WORK TO DO:
Locate every line in the records below that contains the string "building" and copy each of those lines.

STORED RECORDS:
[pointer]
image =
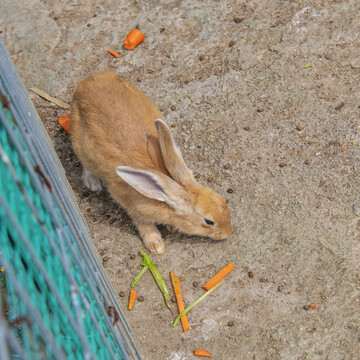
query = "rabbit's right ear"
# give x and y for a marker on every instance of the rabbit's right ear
(154, 185)
(172, 156)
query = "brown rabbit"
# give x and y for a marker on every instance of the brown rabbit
(118, 136)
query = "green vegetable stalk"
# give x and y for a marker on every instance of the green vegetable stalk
(155, 272)
(138, 276)
(201, 298)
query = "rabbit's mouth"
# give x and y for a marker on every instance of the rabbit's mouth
(221, 235)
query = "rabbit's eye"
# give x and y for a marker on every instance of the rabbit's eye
(209, 222)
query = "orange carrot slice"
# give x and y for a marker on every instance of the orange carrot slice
(132, 299)
(176, 284)
(64, 121)
(113, 53)
(220, 275)
(134, 38)
(204, 353)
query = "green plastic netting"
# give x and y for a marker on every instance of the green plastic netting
(55, 298)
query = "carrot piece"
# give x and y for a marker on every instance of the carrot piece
(64, 121)
(176, 284)
(204, 353)
(220, 275)
(113, 53)
(134, 38)
(132, 299)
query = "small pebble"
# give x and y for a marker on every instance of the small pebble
(86, 193)
(238, 20)
(338, 107)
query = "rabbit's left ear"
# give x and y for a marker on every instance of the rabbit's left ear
(172, 156)
(154, 185)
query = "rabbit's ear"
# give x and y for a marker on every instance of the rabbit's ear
(153, 185)
(172, 156)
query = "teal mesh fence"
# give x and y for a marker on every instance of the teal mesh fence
(56, 301)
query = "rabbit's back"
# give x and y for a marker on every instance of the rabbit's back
(112, 124)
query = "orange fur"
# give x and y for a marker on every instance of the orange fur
(114, 135)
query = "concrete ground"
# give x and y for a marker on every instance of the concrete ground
(264, 100)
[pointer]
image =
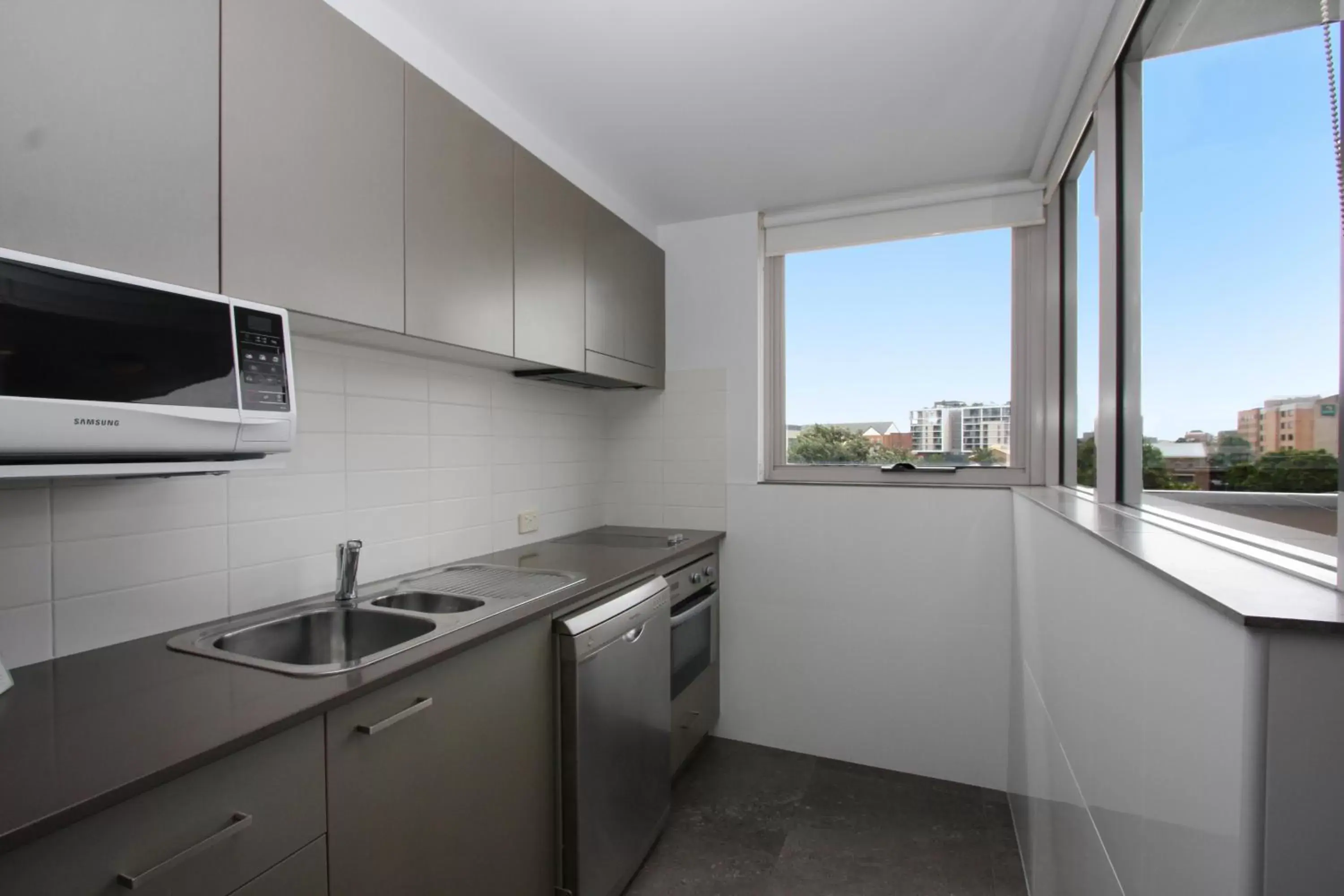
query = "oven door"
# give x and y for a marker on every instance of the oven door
(695, 638)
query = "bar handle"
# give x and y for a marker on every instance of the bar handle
(420, 706)
(240, 823)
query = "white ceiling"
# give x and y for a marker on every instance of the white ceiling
(702, 108)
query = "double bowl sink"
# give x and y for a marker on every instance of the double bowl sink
(320, 637)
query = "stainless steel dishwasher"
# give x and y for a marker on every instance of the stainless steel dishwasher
(615, 737)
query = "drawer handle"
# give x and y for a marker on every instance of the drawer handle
(237, 825)
(421, 703)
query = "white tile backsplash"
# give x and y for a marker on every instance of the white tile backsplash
(99, 620)
(82, 511)
(426, 461)
(124, 562)
(25, 575)
(25, 516)
(26, 634)
(667, 454)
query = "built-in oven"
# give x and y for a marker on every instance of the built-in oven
(695, 655)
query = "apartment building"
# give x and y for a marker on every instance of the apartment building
(937, 431)
(961, 428)
(1305, 424)
(986, 426)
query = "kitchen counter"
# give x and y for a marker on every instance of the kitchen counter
(90, 730)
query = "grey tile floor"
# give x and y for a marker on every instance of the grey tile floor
(753, 821)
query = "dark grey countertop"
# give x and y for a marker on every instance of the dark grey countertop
(88, 731)
(1242, 589)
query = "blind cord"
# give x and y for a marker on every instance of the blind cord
(1335, 104)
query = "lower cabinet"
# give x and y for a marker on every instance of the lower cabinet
(444, 782)
(304, 874)
(207, 833)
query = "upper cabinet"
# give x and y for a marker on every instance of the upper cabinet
(644, 324)
(459, 222)
(549, 215)
(109, 135)
(624, 299)
(311, 174)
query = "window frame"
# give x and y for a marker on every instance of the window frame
(1064, 213)
(1116, 125)
(1029, 351)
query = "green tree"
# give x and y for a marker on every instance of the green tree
(820, 444)
(1230, 450)
(882, 454)
(1288, 470)
(984, 454)
(1156, 476)
(1088, 462)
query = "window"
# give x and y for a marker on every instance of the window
(894, 361)
(1081, 336)
(909, 340)
(1240, 275)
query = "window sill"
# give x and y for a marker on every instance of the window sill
(1254, 587)
(963, 477)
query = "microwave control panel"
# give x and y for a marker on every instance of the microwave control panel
(261, 361)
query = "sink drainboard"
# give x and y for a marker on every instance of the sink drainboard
(502, 583)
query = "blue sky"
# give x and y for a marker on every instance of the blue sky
(1240, 272)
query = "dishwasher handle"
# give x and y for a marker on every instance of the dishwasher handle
(608, 610)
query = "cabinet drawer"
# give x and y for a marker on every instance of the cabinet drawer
(694, 714)
(206, 833)
(304, 874)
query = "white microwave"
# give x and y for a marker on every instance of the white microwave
(97, 367)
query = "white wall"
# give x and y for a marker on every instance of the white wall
(869, 625)
(664, 452)
(1136, 726)
(425, 461)
(397, 34)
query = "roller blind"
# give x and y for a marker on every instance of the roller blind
(883, 221)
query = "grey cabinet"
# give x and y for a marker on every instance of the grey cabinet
(457, 794)
(304, 874)
(459, 222)
(612, 277)
(624, 299)
(311, 163)
(549, 221)
(206, 833)
(644, 323)
(109, 135)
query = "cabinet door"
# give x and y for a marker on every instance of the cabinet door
(304, 874)
(644, 323)
(311, 163)
(459, 222)
(206, 833)
(549, 220)
(612, 277)
(109, 135)
(457, 796)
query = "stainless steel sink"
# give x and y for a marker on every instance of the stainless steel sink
(324, 636)
(429, 602)
(320, 638)
(311, 640)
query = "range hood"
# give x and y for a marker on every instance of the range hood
(576, 378)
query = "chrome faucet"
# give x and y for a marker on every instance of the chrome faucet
(347, 571)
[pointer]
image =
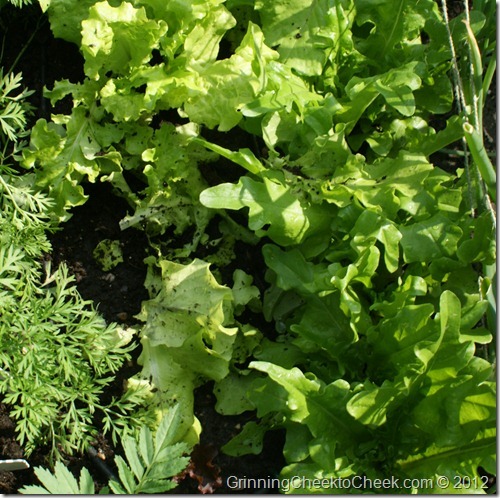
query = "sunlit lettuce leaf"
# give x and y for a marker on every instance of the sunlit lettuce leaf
(186, 335)
(117, 39)
(271, 204)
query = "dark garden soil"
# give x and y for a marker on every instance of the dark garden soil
(118, 293)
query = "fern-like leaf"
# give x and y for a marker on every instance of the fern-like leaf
(151, 464)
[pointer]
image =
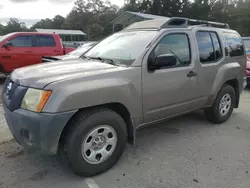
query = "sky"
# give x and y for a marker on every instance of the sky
(31, 11)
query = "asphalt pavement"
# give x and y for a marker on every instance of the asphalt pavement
(186, 152)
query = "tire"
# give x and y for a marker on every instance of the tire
(213, 113)
(84, 128)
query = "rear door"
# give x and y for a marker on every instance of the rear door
(20, 54)
(211, 58)
(45, 46)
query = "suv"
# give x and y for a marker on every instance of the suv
(151, 71)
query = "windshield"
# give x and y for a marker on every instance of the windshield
(247, 45)
(124, 47)
(81, 50)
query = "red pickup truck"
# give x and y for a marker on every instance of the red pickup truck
(27, 48)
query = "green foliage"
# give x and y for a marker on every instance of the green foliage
(13, 25)
(94, 16)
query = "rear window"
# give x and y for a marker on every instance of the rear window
(235, 44)
(45, 41)
(209, 46)
(22, 41)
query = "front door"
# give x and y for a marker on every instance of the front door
(171, 90)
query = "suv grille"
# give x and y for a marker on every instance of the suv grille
(13, 94)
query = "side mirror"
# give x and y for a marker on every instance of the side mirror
(164, 60)
(7, 44)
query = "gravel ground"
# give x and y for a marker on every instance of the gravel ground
(185, 152)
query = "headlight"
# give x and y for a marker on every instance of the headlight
(35, 99)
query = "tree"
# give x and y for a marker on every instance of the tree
(14, 25)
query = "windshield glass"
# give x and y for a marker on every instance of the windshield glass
(124, 47)
(247, 45)
(82, 49)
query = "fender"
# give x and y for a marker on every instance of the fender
(225, 73)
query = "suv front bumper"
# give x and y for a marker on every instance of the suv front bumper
(37, 130)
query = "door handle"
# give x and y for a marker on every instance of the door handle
(191, 74)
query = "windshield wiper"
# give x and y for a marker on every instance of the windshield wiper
(109, 61)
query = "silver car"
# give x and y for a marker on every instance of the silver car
(88, 108)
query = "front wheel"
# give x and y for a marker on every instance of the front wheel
(223, 106)
(96, 142)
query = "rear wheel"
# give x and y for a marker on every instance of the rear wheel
(223, 106)
(96, 142)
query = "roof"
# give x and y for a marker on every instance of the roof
(128, 16)
(61, 31)
(174, 22)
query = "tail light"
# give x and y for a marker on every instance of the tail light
(247, 65)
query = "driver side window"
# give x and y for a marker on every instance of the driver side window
(177, 45)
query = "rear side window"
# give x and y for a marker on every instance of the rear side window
(45, 41)
(209, 46)
(22, 41)
(235, 44)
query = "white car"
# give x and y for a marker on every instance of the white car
(72, 55)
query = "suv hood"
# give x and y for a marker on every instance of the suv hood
(38, 76)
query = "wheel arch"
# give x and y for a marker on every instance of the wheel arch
(119, 108)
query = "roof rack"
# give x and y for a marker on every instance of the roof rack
(186, 22)
(174, 22)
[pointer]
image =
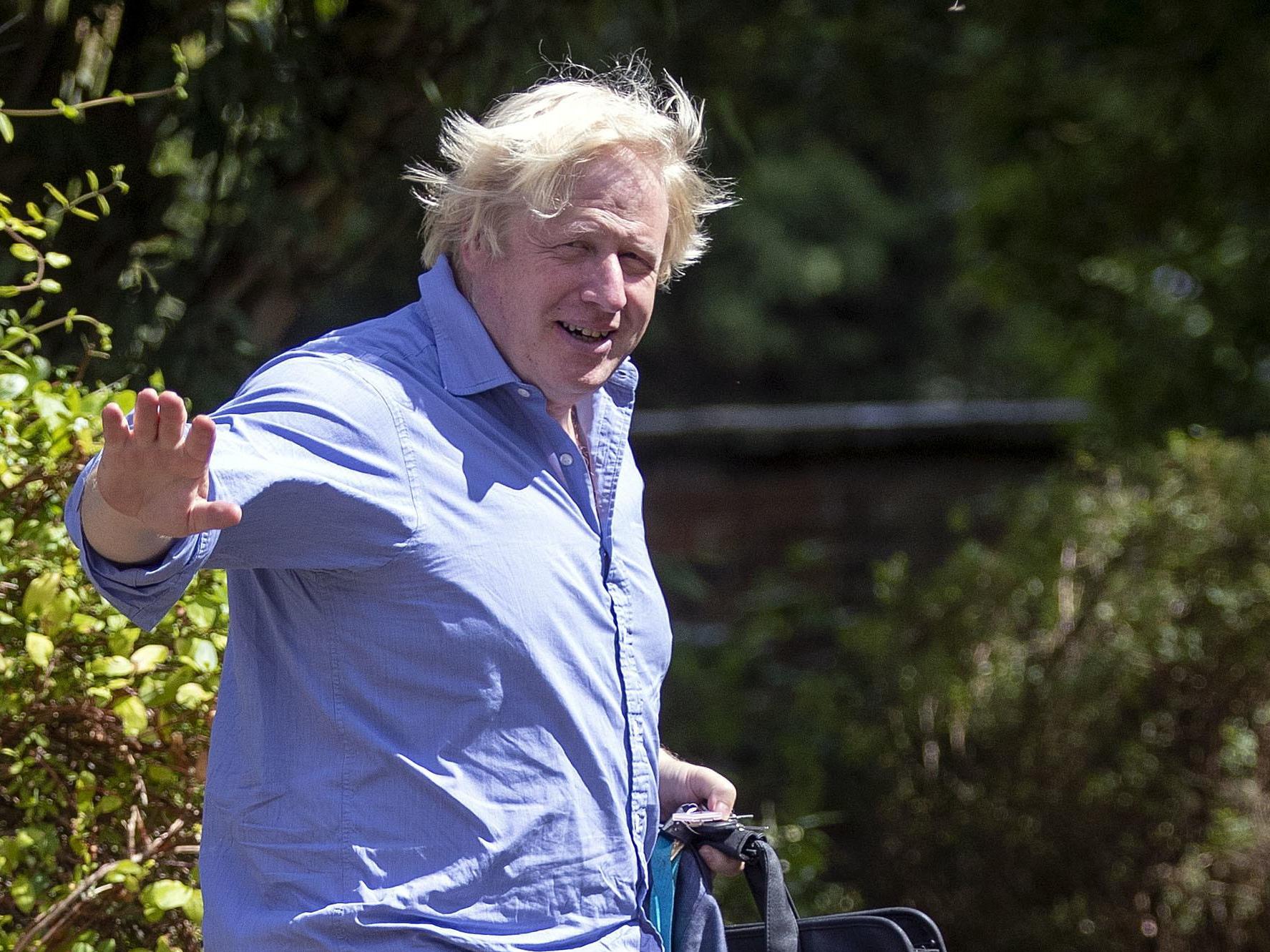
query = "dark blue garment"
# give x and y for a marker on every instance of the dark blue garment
(698, 923)
(437, 720)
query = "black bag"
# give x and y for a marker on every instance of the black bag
(781, 931)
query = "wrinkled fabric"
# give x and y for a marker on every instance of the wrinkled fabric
(698, 922)
(437, 717)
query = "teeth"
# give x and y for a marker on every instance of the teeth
(585, 332)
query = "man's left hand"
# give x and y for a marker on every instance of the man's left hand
(683, 783)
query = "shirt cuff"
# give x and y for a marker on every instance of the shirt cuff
(144, 593)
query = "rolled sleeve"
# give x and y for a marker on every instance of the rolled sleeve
(144, 593)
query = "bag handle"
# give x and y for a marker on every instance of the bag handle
(762, 873)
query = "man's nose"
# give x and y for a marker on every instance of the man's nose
(606, 285)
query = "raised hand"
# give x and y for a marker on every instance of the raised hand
(152, 479)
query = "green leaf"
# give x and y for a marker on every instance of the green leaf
(202, 616)
(23, 894)
(149, 657)
(193, 908)
(193, 695)
(39, 593)
(202, 657)
(11, 385)
(132, 714)
(121, 640)
(57, 196)
(108, 805)
(39, 647)
(112, 667)
(167, 894)
(328, 11)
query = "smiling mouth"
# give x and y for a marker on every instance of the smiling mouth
(592, 337)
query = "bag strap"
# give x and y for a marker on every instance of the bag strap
(762, 873)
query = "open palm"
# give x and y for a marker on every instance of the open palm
(155, 470)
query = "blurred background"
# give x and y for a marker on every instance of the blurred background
(955, 479)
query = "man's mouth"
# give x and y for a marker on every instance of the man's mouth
(587, 334)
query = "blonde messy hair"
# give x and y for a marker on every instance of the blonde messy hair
(527, 149)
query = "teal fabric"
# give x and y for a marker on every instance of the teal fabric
(663, 870)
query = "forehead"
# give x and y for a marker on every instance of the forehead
(616, 192)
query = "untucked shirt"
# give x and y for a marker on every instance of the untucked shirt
(437, 717)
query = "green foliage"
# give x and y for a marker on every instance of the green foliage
(102, 725)
(1052, 743)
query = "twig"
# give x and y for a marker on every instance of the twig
(93, 103)
(47, 926)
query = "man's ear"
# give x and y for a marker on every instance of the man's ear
(474, 254)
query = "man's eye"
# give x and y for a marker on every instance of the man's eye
(634, 265)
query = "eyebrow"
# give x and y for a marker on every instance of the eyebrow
(582, 227)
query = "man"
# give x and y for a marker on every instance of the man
(437, 720)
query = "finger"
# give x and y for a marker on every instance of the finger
(220, 514)
(714, 790)
(200, 441)
(114, 427)
(172, 419)
(721, 863)
(145, 416)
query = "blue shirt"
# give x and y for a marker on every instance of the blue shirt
(437, 717)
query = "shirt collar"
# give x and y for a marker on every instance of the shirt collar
(469, 360)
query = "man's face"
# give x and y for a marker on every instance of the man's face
(570, 298)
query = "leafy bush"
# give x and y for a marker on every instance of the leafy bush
(1052, 743)
(1078, 740)
(102, 725)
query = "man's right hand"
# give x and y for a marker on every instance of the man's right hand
(152, 483)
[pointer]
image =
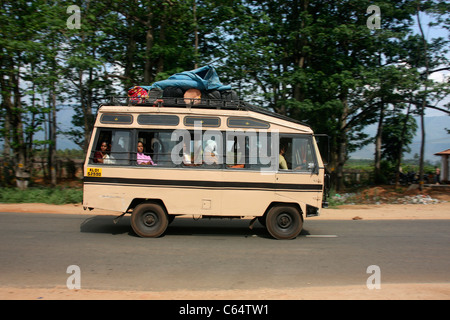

EXERCISE ANSWER:
query = "apartment building"
# give x and y for a marker on every instance of the apartment building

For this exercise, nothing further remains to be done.